### Recorded data
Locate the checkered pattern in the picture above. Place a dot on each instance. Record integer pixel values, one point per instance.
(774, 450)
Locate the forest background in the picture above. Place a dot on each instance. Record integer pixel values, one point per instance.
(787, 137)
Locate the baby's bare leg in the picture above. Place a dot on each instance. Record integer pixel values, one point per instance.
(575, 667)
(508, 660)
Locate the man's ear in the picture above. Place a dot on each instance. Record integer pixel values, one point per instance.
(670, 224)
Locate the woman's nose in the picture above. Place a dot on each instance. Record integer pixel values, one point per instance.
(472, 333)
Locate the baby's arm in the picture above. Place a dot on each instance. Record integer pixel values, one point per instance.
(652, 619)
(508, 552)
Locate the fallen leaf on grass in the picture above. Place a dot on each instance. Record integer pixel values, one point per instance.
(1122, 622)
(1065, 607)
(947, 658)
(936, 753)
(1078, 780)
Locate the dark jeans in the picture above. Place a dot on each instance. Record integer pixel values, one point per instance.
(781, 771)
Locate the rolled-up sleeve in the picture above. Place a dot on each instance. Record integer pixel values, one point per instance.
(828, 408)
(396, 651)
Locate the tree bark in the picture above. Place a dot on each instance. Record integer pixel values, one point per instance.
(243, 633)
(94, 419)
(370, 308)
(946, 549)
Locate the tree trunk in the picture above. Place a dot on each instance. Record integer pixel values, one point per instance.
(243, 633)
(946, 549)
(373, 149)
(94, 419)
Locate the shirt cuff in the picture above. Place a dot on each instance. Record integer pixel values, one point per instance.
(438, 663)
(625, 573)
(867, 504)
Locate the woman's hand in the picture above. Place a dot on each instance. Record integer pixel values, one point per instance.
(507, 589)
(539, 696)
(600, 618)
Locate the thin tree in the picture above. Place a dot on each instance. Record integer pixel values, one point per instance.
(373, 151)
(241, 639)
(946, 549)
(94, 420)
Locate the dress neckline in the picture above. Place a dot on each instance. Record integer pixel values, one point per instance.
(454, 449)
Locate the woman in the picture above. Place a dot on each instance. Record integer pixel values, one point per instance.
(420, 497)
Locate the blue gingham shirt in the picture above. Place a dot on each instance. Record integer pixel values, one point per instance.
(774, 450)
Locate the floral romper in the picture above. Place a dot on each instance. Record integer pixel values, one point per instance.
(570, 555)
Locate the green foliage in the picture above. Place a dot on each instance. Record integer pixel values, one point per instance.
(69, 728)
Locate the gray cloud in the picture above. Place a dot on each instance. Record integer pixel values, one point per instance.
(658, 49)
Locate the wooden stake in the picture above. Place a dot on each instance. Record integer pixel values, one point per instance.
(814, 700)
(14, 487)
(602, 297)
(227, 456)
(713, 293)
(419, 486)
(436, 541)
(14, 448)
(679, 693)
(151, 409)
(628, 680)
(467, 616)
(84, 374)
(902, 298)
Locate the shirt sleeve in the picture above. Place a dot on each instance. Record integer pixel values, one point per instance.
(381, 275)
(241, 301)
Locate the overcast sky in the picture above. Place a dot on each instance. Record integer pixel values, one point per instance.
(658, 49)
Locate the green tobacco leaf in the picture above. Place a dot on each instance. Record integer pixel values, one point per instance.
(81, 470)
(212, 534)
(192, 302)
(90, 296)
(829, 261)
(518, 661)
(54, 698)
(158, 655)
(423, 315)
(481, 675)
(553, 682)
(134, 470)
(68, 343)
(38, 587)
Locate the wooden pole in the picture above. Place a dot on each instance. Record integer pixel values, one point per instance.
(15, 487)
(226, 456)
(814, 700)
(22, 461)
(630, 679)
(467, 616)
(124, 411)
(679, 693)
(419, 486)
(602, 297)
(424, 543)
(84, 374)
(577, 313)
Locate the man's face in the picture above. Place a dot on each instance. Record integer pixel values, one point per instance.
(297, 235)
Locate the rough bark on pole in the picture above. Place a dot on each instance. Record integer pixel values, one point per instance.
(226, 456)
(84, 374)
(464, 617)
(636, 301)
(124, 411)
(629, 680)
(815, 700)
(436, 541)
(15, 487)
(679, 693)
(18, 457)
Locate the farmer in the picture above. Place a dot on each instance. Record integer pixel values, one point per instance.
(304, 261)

### Task brief
Could you copy all of the material above word for word, with nothing changed?

### Reply
Locate the checkered pattern in the picture above. Place a dot on each instance. Record integer pixel values, one point per instance.
(774, 450)
Locate the forest background in the picture above. Place a dot on each instance. Record integer pixel values, one point per instance.
(787, 137)
Locate the baby's bare leg in the picture above. Place a dot on each instance. Record integer pixel values, one point per instance.
(575, 667)
(508, 660)
Locate the man's ear in the picture above. Place a dot on each instance. Record integer pixel values, one point per instance.
(670, 224)
Locate the woman's nose in the picture above. Place a dot on each instance. Record integer pixel values, one point per instance.
(472, 333)
Locate the baby's arm in the picture above. Place a dot on each instance. Record integer pixel values, one point per instance.
(652, 619)
(508, 552)
Locate the fallen leaf on grass in the picture above. Place a dot on each instance. Record integer pixel values, one point per instance.
(1122, 622)
(1065, 607)
(947, 658)
(936, 753)
(1078, 780)
Locate the dark jeans in the picture above. Place a dot on each instance. Record integer pixel values, one point per instance.
(781, 771)
Locate the rolled-up sleeve in the picture above. Place a dot on each instance. Record integer pixel values, one point per instance.
(828, 408)
(396, 651)
Locate the tree bark in the picture above. Place a dot on each instance. Record integer pixel values, one point per instance.
(243, 633)
(94, 419)
(370, 308)
(946, 549)
Locate the tree trunk in the picture above. Place a dot on each instance. Record integer pixel values, one point per instance.
(243, 633)
(946, 549)
(373, 149)
(94, 419)
Locate the shirt cuff in the picture above. Place a dot on each instance. Record integer pixel values, one point per instance.
(438, 663)
(625, 573)
(867, 504)
Locate the woman's hand in the picture above. Place a dot on each instance. Record integer pixel values, one point per instance.
(507, 589)
(539, 696)
(600, 618)
Locate the thin tree in the picture above. Place a dot on each instance. Record integer pixel values, one point per instance.
(373, 151)
(241, 639)
(946, 549)
(94, 420)
Locate the dress neckline in the picture above. Place a dot on each instance. Record integer pixel values, one point per instance.
(454, 449)
Locate the woman in the picture above. Place a dot on each instance. Record integer pixel values, one point per instance.
(420, 497)
Locate the blue gingham shirt in the picture above. Place a dot on each instance. Record integer pixel values, one point per instance.
(774, 450)
Locate the floral romper in the picture above. Place a dot on each instance. Record integer pixel values, one point per instance.
(570, 555)
Locate the green foliage in the picture above. Place a dot on each instance. Record integer pixel values, one point per instance.
(69, 728)
Locate the gray cloud in the picture above. Place a dot on each instance. Record integer pixel values, one point per instance.
(658, 49)
Locate the wooden stake in the picture above. Place a dot on each instance. Record integer pixel values, one point per instance.
(814, 700)
(14, 487)
(602, 297)
(227, 456)
(713, 293)
(419, 486)
(436, 541)
(14, 448)
(679, 693)
(151, 409)
(628, 680)
(467, 616)
(84, 374)
(902, 298)
Locate the shirt sleeve in the picture above. Place a dot on each instance. Record integer pixel values, one point per instance.
(381, 275)
(241, 301)
Locate the overcast sky in the picture above. Place a dot on each instance. Record integer pixel values, one point per instance.
(658, 49)
Locate the green tobacco leaf in the picture above. Place a dot on each instance. Record integer pixel values, one point per instance.
(81, 470)
(212, 534)
(192, 302)
(90, 296)
(829, 261)
(518, 661)
(54, 698)
(158, 655)
(423, 315)
(481, 675)
(553, 682)
(134, 470)
(68, 343)
(38, 587)
Locate the wooden pole in the picture above. Place a dot on each instance. Record integer pixel values, one point per instance.
(15, 487)
(226, 456)
(814, 700)
(22, 461)
(630, 679)
(467, 616)
(124, 411)
(679, 693)
(419, 486)
(602, 297)
(424, 543)
(84, 374)
(577, 313)
Locate the man's face in the picture above. Place a dot on each instance. Record integer pixel values, one point per instance.
(297, 235)
Locate the rough bark on pole in the picture above. Place a dot on each instance. Record integer pixel values, one point per instance.
(226, 456)
(84, 374)
(464, 617)
(636, 301)
(124, 411)
(629, 680)
(815, 700)
(436, 541)
(15, 487)
(679, 693)
(18, 457)
Locate the farmer in the picture above. Place a dot on each instance. Record integer pixel values, one point per instance.
(304, 261)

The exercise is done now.